[Try it] Copy every line that holds the string "cabinet" from the data below.

[Dataset records]
──────

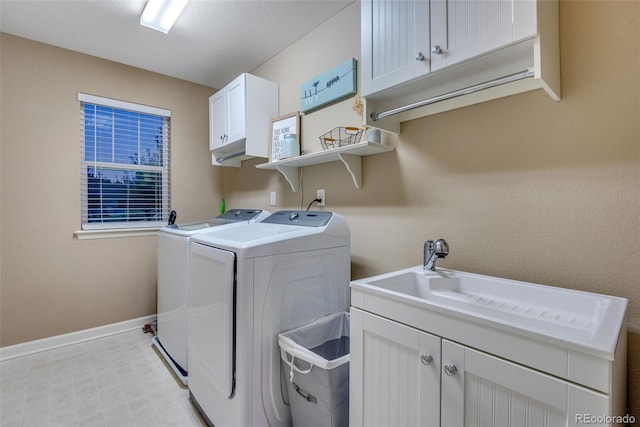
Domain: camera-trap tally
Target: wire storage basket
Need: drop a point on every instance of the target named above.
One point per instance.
(341, 136)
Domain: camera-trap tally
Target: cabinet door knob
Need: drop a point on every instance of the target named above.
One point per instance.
(426, 359)
(450, 369)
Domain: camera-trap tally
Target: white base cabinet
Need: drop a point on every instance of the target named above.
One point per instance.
(404, 376)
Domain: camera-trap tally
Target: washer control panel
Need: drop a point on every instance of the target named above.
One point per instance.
(305, 218)
(240, 214)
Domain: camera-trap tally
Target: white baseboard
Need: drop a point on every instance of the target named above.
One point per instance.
(30, 347)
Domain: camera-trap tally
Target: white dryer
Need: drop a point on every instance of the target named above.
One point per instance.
(172, 292)
(247, 285)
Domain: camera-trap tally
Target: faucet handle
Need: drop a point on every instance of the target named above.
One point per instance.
(441, 248)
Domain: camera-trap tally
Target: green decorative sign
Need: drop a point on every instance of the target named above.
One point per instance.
(330, 86)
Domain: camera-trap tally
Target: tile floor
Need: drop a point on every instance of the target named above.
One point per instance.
(118, 380)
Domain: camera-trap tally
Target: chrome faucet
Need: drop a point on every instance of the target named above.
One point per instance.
(433, 251)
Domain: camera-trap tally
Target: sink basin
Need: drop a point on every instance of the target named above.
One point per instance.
(583, 318)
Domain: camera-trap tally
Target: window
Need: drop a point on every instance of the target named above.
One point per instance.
(125, 164)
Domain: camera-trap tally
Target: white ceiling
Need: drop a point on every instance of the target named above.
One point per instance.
(212, 42)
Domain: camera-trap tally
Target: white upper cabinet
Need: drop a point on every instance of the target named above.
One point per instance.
(416, 50)
(463, 29)
(239, 119)
(395, 35)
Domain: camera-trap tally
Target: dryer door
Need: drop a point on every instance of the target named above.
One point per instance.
(211, 301)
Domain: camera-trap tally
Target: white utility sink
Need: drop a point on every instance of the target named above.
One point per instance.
(587, 320)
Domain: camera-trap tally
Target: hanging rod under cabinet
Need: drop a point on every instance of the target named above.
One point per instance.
(230, 156)
(466, 91)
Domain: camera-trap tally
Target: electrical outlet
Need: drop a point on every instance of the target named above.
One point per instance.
(320, 196)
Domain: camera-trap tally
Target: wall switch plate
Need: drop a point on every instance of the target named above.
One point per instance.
(320, 196)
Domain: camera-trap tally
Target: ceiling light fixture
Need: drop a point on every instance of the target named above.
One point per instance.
(160, 15)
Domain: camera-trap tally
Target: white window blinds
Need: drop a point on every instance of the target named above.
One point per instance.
(125, 164)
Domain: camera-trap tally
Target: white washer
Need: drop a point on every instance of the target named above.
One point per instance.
(173, 269)
(247, 285)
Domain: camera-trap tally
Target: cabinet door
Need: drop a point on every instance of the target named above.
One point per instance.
(236, 109)
(394, 374)
(463, 29)
(395, 36)
(479, 389)
(217, 119)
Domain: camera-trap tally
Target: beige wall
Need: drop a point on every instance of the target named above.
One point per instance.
(51, 283)
(521, 187)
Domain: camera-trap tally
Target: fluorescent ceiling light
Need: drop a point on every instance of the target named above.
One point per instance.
(161, 14)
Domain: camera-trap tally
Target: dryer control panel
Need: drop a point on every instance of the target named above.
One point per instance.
(305, 218)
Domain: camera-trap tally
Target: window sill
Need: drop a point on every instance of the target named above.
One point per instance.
(116, 233)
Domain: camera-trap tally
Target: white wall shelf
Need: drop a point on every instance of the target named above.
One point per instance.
(349, 155)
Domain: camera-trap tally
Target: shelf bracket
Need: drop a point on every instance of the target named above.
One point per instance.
(354, 167)
(290, 173)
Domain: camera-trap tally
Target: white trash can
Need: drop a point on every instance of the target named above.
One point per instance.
(316, 364)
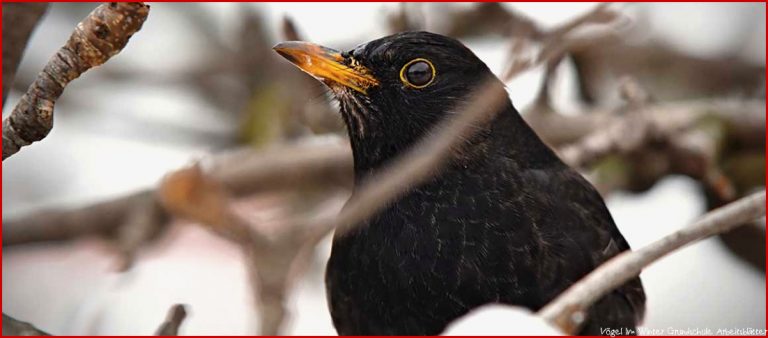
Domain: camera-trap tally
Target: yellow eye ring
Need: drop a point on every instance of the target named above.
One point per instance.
(408, 83)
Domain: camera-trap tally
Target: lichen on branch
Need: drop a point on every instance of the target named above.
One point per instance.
(101, 35)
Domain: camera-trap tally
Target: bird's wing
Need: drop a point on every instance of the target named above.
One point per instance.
(575, 233)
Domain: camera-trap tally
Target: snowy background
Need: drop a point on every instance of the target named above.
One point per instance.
(107, 146)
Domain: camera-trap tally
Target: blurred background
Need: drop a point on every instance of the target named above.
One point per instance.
(201, 80)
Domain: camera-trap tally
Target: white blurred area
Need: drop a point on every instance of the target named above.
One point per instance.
(101, 147)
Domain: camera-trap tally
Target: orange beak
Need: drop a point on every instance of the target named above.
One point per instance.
(326, 65)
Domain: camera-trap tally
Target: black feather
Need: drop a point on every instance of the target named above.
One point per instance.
(505, 222)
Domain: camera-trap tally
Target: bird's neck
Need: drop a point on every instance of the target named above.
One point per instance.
(506, 135)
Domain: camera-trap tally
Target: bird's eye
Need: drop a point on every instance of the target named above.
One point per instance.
(418, 73)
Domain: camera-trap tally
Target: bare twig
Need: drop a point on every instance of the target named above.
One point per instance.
(612, 133)
(242, 172)
(13, 327)
(96, 39)
(174, 319)
(19, 19)
(572, 304)
(555, 42)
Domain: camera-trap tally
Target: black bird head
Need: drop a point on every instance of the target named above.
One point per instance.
(392, 90)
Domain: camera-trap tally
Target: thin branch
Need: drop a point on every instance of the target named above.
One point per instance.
(174, 319)
(101, 35)
(13, 327)
(556, 42)
(19, 20)
(569, 309)
(242, 172)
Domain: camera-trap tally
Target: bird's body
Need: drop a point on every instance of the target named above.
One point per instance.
(505, 221)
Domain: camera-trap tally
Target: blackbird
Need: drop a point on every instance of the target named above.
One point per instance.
(505, 221)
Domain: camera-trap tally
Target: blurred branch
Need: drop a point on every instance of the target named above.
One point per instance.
(190, 194)
(421, 161)
(572, 304)
(101, 35)
(745, 117)
(13, 327)
(134, 220)
(170, 327)
(174, 319)
(19, 20)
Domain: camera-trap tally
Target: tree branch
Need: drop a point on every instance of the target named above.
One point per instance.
(97, 38)
(569, 309)
(241, 172)
(19, 20)
(174, 319)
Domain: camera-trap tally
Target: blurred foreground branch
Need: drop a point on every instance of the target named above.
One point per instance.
(13, 327)
(170, 327)
(19, 20)
(242, 172)
(101, 35)
(570, 306)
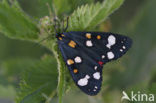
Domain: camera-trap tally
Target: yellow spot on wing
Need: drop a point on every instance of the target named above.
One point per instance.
(72, 44)
(70, 62)
(75, 70)
(98, 37)
(88, 35)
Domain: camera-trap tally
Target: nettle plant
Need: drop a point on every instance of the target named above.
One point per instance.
(41, 81)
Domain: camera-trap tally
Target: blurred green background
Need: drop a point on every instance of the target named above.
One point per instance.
(136, 71)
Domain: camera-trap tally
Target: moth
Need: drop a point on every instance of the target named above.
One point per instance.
(85, 53)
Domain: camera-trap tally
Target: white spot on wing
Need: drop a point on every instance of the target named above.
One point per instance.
(83, 81)
(103, 56)
(111, 41)
(95, 67)
(89, 43)
(78, 59)
(110, 55)
(96, 75)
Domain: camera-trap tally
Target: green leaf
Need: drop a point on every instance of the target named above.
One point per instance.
(15, 24)
(89, 16)
(39, 81)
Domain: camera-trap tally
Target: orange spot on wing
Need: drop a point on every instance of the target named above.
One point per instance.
(75, 70)
(70, 62)
(98, 37)
(72, 44)
(60, 38)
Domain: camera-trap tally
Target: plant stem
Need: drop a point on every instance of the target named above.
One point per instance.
(61, 68)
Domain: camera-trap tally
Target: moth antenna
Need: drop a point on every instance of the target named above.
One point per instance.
(65, 29)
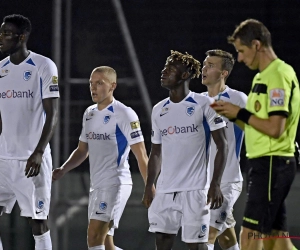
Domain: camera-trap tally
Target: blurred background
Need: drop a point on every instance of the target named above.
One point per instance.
(135, 38)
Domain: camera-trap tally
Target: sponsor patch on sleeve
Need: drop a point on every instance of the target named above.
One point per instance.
(218, 120)
(135, 134)
(277, 97)
(135, 124)
(53, 88)
(54, 79)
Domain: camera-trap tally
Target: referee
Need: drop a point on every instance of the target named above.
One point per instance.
(270, 121)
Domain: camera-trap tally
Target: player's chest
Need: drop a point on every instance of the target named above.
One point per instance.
(19, 78)
(102, 123)
(180, 116)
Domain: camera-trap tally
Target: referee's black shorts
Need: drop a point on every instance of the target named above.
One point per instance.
(270, 179)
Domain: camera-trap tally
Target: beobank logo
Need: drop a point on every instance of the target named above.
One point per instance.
(179, 130)
(95, 136)
(16, 94)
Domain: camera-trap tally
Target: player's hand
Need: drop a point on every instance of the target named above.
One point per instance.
(226, 109)
(148, 196)
(33, 164)
(57, 174)
(215, 196)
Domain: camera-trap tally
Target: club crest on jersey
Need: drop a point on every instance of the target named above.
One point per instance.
(54, 79)
(257, 106)
(27, 75)
(135, 124)
(223, 215)
(40, 204)
(190, 111)
(203, 228)
(103, 205)
(106, 119)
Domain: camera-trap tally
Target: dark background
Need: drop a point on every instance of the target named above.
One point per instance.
(156, 27)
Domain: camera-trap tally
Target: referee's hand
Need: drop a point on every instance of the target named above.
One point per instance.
(214, 196)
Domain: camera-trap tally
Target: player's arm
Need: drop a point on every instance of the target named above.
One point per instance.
(214, 195)
(0, 124)
(154, 166)
(33, 165)
(74, 160)
(141, 156)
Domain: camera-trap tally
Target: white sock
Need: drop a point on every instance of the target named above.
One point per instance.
(235, 247)
(43, 242)
(210, 246)
(100, 247)
(1, 247)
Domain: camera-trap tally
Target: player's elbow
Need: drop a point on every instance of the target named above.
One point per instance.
(275, 133)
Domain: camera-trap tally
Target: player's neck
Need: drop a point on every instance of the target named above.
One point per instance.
(19, 56)
(178, 94)
(214, 90)
(267, 56)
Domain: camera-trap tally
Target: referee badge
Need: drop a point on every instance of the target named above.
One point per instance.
(257, 106)
(135, 124)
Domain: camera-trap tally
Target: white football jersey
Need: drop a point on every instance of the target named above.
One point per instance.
(234, 135)
(22, 90)
(109, 134)
(183, 130)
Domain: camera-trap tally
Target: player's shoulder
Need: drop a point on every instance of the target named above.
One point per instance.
(121, 109)
(39, 60)
(91, 108)
(200, 98)
(4, 61)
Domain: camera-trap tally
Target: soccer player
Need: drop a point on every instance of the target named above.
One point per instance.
(270, 121)
(216, 69)
(182, 125)
(109, 130)
(28, 108)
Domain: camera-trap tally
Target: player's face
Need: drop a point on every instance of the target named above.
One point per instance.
(211, 70)
(246, 55)
(101, 87)
(171, 75)
(9, 38)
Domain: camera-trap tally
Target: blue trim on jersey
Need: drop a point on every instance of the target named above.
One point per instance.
(6, 63)
(226, 95)
(238, 133)
(121, 143)
(111, 108)
(167, 103)
(207, 134)
(29, 61)
(41, 87)
(190, 99)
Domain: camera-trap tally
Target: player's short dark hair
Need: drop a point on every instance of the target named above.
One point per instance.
(23, 23)
(192, 64)
(250, 30)
(227, 59)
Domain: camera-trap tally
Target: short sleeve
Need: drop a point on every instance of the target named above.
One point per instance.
(49, 80)
(129, 124)
(83, 136)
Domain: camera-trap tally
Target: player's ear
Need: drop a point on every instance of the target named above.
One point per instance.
(185, 75)
(22, 37)
(224, 73)
(113, 86)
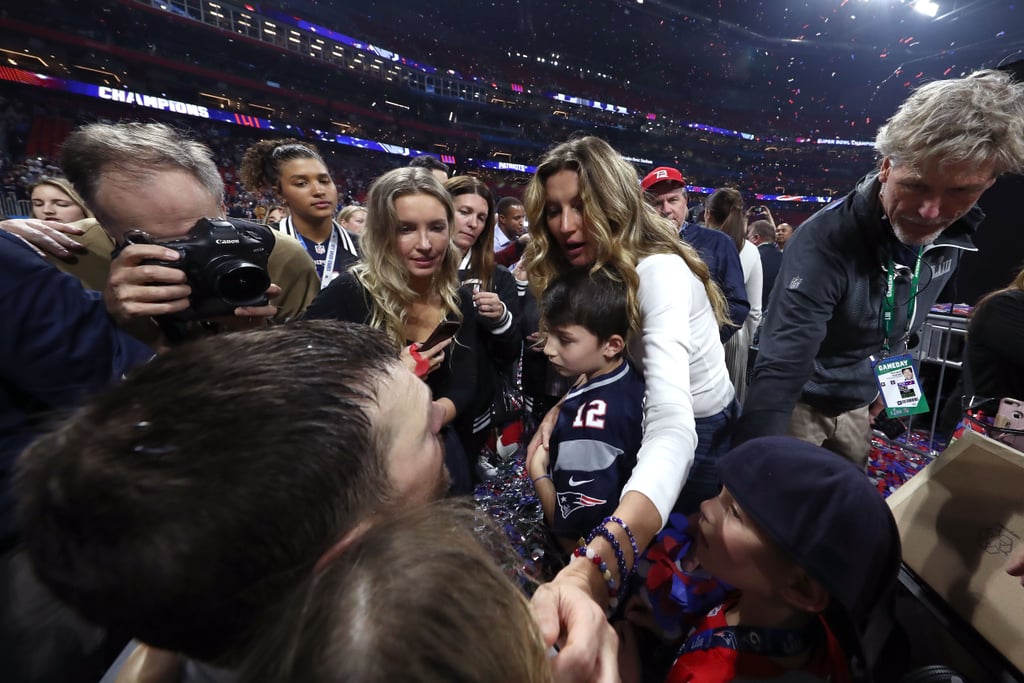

──────

[Output for this exercise]
Target: cabinet door knob
Target: white base cabinet
Target: white upper cabinet
Target: hanging rod under cabinet
Target: cabinet door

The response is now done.